» What you need to do: Select each line below that contains the word "sand", and copy those lines.

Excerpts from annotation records

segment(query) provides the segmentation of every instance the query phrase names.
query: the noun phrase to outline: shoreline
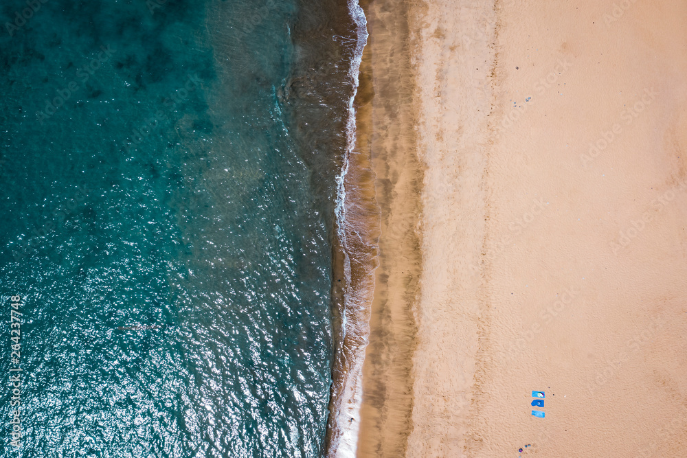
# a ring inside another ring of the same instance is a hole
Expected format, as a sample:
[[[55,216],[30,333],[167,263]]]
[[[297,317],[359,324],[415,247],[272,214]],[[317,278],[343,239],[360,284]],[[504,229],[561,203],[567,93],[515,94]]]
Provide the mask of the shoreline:
[[[687,5],[399,3],[407,47],[403,8],[364,5],[381,226],[357,456],[678,456]]]
[[[352,82],[346,130],[346,150],[337,175],[333,288],[336,336],[333,361],[330,415],[324,442],[327,457],[355,456],[362,397],[362,365],[368,345],[370,302],[378,265],[379,208],[374,194],[374,173],[365,148],[369,136],[368,106],[372,98],[360,71],[368,38],[364,12],[357,0],[349,0],[357,42],[348,76]],[[338,328],[337,328],[338,326]]]
[[[405,0],[372,0],[361,5],[370,33],[361,72],[374,97],[361,112],[360,122],[368,133],[361,137],[359,148],[372,158],[381,236],[363,364],[357,456],[400,457],[406,453],[412,430],[423,170],[414,130],[408,5]]]

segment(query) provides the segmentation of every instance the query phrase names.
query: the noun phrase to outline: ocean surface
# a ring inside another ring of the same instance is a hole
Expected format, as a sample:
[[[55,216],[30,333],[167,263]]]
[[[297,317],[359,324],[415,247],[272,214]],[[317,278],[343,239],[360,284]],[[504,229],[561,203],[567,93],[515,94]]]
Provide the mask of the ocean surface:
[[[347,8],[2,3],[0,456],[324,453]]]

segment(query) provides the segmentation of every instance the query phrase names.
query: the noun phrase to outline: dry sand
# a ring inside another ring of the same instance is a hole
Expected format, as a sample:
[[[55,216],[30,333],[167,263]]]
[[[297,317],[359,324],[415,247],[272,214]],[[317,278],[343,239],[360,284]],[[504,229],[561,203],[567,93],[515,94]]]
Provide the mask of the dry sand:
[[[359,456],[687,456],[687,3],[363,7]]]

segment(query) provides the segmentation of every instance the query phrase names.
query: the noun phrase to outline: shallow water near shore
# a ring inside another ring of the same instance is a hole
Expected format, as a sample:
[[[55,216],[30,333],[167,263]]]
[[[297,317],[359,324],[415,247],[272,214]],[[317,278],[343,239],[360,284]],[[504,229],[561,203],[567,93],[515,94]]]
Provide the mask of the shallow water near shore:
[[[25,458],[323,453],[353,30],[304,5],[52,0],[2,31]]]

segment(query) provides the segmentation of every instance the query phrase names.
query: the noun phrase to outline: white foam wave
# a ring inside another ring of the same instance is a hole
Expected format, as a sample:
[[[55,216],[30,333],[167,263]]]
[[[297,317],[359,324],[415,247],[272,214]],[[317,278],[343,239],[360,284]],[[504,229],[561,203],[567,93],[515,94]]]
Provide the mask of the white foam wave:
[[[352,222],[347,218],[346,209],[349,203],[346,199],[346,177],[350,168],[349,158],[354,154],[356,146],[356,110],[354,105],[355,96],[358,92],[359,74],[360,65],[363,59],[363,49],[368,42],[367,19],[363,8],[357,0],[349,0],[348,8],[351,16],[356,25],[357,41],[355,43],[353,57],[351,59],[348,76],[352,82],[352,91],[348,100],[348,117],[346,121],[346,149],[344,157],[344,163],[340,174],[337,176],[337,202],[335,214],[337,219],[337,231],[339,240],[344,252],[344,274],[346,279],[346,289],[344,290],[344,306],[342,317],[342,341],[345,341],[347,332],[354,331],[350,327],[357,327],[358,324],[348,319],[346,312],[352,308],[359,308],[361,298],[359,298],[356,292],[351,290],[351,265],[350,256],[352,255],[347,240],[347,229],[352,228]],[[341,349],[343,350],[343,349]],[[358,443],[359,422],[349,422],[350,418],[357,419],[360,411],[360,402],[362,396],[363,357],[364,348],[357,349],[356,360],[346,361],[346,379],[344,380],[344,387],[341,391],[341,398],[337,400],[338,408],[333,412],[336,415],[334,427],[337,429],[335,434],[335,443],[330,450],[336,458],[354,458]]]

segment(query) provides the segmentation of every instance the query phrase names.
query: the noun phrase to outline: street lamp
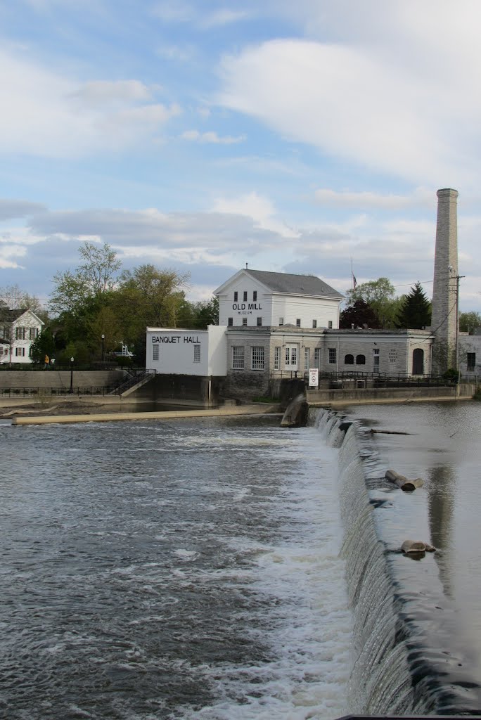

» Problem solution:
query: the noun phrase to outline: dry sand
Provide the mask of the dry sand:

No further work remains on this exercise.